**PROBLEM DETAILS**: Could you copy, character for character, the stretch from the line containing "My question is: where does the curved" through the last line of the entries below?

**SUPPLIED INFORMATION**:
##########

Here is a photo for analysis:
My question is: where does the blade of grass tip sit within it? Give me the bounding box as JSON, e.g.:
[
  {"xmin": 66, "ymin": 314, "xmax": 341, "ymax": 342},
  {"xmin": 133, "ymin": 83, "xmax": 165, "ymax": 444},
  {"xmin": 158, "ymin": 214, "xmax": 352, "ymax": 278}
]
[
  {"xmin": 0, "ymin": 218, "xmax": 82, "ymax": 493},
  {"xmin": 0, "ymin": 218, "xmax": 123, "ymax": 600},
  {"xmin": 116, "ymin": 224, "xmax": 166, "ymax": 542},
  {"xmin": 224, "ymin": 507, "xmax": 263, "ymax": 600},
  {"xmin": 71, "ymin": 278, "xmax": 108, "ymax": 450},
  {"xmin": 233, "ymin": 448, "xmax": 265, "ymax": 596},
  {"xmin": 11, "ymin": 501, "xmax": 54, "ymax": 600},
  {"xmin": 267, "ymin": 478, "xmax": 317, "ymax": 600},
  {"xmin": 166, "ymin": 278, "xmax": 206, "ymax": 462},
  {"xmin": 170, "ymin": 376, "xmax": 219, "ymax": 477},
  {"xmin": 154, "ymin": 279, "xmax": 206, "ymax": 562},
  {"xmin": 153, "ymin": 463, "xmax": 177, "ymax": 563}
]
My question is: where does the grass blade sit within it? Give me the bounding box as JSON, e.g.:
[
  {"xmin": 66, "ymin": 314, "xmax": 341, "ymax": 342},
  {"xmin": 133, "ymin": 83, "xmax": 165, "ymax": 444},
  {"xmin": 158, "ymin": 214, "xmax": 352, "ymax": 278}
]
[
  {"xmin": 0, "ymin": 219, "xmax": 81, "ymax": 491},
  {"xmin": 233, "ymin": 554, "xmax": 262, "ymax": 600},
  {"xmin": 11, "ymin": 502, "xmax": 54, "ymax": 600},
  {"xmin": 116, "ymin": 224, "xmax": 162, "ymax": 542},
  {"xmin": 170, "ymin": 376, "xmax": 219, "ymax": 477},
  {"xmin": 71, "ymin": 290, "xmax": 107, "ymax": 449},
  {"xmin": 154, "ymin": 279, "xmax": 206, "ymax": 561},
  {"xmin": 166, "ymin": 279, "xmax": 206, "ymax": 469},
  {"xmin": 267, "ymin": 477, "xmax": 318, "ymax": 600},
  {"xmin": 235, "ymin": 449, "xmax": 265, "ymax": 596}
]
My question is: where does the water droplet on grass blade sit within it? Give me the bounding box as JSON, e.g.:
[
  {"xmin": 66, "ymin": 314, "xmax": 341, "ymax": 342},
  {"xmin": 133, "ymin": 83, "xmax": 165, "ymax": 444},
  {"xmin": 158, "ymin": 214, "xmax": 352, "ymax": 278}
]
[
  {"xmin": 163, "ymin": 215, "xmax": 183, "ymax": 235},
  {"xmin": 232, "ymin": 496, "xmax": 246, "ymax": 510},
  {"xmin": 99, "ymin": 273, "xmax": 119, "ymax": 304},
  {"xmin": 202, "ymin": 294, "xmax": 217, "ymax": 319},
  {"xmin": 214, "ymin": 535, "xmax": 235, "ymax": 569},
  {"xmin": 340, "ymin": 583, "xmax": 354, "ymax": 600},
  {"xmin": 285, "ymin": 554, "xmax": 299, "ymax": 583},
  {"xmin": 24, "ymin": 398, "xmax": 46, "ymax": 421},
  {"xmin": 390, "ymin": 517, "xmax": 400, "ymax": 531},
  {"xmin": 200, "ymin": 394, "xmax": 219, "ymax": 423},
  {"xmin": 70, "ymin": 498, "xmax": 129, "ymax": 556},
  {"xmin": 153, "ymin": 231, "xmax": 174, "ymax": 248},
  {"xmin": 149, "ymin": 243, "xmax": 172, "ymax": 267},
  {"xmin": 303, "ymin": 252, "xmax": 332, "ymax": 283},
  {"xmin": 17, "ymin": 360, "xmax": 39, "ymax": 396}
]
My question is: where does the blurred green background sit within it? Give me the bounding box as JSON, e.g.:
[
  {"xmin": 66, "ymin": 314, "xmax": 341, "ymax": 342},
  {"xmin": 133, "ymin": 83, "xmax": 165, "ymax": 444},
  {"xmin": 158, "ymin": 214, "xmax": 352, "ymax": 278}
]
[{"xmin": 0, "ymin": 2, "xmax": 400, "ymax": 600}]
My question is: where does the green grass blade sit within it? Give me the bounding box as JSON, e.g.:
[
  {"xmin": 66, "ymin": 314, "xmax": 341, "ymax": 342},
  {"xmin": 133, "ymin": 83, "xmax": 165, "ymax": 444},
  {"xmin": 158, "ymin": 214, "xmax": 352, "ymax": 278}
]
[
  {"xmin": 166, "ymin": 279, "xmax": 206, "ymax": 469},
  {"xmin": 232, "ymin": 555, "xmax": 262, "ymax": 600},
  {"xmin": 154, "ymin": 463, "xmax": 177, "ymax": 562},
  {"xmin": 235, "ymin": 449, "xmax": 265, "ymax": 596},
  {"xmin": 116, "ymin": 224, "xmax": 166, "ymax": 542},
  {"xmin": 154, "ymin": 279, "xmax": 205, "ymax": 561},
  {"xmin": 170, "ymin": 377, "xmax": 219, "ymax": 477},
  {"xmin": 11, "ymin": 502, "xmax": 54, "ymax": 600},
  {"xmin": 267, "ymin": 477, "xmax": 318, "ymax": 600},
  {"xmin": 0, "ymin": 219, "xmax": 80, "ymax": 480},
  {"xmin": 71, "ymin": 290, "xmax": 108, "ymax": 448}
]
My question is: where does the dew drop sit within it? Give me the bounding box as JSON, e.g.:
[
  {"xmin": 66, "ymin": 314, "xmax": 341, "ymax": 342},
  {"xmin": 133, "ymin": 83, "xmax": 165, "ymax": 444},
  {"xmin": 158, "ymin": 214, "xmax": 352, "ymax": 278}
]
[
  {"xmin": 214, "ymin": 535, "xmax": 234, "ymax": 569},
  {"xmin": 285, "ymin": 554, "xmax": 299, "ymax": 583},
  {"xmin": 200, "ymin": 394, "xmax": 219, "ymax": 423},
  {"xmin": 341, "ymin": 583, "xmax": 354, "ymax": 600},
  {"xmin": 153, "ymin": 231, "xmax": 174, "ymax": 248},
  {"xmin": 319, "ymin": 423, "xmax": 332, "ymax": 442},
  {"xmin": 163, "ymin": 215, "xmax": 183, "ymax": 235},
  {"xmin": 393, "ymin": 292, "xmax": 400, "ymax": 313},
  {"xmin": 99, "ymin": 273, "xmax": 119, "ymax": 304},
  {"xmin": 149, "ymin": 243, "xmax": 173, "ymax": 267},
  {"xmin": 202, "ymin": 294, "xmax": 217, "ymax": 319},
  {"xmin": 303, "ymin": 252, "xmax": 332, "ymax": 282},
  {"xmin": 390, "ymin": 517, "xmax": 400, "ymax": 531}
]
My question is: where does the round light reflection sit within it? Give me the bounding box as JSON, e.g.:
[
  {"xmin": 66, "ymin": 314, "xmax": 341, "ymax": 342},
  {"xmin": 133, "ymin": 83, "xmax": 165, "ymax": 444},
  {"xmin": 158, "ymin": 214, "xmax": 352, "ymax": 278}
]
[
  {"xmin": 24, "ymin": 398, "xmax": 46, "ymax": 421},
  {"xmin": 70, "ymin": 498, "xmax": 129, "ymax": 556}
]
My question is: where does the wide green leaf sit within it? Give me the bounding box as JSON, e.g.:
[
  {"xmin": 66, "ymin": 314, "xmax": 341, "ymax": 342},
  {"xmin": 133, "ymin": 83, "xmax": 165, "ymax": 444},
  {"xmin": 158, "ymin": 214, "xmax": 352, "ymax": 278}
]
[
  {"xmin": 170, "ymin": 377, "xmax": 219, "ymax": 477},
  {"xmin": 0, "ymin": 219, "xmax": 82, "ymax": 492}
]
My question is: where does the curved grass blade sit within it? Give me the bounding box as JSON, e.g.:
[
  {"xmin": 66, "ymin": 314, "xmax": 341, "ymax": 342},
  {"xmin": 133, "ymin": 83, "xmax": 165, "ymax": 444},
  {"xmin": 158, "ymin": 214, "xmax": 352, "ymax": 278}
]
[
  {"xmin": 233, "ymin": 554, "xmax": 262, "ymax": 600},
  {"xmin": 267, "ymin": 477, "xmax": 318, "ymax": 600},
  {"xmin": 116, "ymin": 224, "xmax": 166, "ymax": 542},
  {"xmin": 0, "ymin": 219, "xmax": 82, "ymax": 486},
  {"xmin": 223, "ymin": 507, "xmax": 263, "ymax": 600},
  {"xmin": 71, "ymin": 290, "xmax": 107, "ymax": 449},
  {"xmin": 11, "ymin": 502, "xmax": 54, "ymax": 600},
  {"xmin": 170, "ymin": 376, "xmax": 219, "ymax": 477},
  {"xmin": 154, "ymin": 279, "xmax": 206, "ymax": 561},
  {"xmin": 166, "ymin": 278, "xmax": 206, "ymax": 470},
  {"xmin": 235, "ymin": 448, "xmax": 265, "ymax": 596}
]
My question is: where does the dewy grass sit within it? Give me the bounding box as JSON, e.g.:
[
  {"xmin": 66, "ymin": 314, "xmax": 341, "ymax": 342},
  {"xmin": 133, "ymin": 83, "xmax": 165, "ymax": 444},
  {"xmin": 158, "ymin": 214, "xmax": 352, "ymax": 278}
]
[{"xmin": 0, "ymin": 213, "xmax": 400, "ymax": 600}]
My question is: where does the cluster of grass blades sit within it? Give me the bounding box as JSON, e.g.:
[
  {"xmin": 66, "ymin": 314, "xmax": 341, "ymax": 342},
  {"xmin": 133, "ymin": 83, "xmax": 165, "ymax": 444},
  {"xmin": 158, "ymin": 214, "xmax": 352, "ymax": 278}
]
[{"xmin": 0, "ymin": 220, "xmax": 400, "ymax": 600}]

##########

**ANSWER FOR THE TASK**:
My question is: where does the curved grass blade sit within it? Give me the bounding box as JSON, e.g.:
[
  {"xmin": 66, "ymin": 314, "xmax": 341, "ymax": 342},
  {"xmin": 133, "ymin": 83, "xmax": 165, "ymax": 444},
  {"xmin": 158, "ymin": 214, "xmax": 352, "ymax": 278}
]
[
  {"xmin": 233, "ymin": 554, "xmax": 262, "ymax": 600},
  {"xmin": 267, "ymin": 477, "xmax": 318, "ymax": 600},
  {"xmin": 116, "ymin": 224, "xmax": 166, "ymax": 542},
  {"xmin": 0, "ymin": 219, "xmax": 82, "ymax": 486},
  {"xmin": 223, "ymin": 507, "xmax": 263, "ymax": 600},
  {"xmin": 71, "ymin": 290, "xmax": 107, "ymax": 449},
  {"xmin": 11, "ymin": 502, "xmax": 54, "ymax": 600},
  {"xmin": 170, "ymin": 376, "xmax": 219, "ymax": 477},
  {"xmin": 154, "ymin": 279, "xmax": 206, "ymax": 561},
  {"xmin": 166, "ymin": 278, "xmax": 206, "ymax": 470},
  {"xmin": 235, "ymin": 448, "xmax": 265, "ymax": 596}
]
My question is: where does the dewy grass sit within it? Give me the bounding box as JSON, e.g.:
[
  {"xmin": 66, "ymin": 314, "xmax": 341, "ymax": 342},
  {"xmin": 133, "ymin": 83, "xmax": 165, "ymax": 444},
  {"xmin": 158, "ymin": 214, "xmax": 352, "ymax": 278}
]
[{"xmin": 0, "ymin": 213, "xmax": 400, "ymax": 600}]
My question is: where does the cluster of grass blades sit within it? Give me the bounding box as JSON, e.g.:
[
  {"xmin": 66, "ymin": 314, "xmax": 341, "ymax": 342},
  {"xmin": 133, "ymin": 83, "xmax": 165, "ymax": 444},
  {"xmin": 158, "ymin": 214, "xmax": 352, "ymax": 278}
]
[{"xmin": 0, "ymin": 220, "xmax": 400, "ymax": 600}]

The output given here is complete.